Referring expression data:

____

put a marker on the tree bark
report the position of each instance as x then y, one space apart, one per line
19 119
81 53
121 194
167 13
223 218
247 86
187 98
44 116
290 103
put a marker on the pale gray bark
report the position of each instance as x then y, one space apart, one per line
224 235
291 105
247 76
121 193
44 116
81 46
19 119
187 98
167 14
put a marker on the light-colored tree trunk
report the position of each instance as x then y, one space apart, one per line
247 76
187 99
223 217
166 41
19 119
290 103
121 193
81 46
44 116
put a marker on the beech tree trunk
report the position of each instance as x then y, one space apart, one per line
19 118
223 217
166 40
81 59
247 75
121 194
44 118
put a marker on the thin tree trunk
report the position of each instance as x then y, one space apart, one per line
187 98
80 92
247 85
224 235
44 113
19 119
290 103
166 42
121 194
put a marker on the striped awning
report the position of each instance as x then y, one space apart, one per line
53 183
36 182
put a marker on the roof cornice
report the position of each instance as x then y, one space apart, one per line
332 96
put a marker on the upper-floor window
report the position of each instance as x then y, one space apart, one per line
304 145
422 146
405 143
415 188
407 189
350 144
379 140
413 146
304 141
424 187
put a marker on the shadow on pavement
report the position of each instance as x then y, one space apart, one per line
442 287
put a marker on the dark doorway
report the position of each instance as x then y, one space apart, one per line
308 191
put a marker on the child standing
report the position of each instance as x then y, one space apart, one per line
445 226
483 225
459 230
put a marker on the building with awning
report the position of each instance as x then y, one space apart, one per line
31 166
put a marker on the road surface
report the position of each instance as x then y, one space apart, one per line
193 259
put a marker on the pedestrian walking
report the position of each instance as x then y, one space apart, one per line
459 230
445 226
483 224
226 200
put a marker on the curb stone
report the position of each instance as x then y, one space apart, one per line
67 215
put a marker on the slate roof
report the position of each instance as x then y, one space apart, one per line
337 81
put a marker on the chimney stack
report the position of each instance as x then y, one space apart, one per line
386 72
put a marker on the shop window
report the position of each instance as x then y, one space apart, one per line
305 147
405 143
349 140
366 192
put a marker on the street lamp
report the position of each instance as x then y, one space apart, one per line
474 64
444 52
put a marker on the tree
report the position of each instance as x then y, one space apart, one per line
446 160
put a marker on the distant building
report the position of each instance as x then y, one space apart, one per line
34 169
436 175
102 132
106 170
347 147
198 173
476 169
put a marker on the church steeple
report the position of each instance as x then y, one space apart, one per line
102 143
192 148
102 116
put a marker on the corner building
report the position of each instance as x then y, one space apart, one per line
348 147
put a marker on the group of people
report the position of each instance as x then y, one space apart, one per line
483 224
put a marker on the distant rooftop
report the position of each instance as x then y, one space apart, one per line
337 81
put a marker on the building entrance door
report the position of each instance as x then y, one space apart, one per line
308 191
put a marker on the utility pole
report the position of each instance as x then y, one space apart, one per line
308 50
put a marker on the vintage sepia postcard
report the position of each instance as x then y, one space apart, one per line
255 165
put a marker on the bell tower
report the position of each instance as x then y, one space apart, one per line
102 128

____

Task to carry out: Among the records above, repeat exactly the line with "put a marker on the building with awning", the line with "put a marker on the pedestrian walking", and every line in between, and only those.

Exercise response:
put a marker on the building with awning
report the position of each instance as x then y, one space apart, one per line
31 166
put a marker on the road surface
report the position of each instance as x then y, one space apart, one per line
193 259
put a marker on the pedestrian walking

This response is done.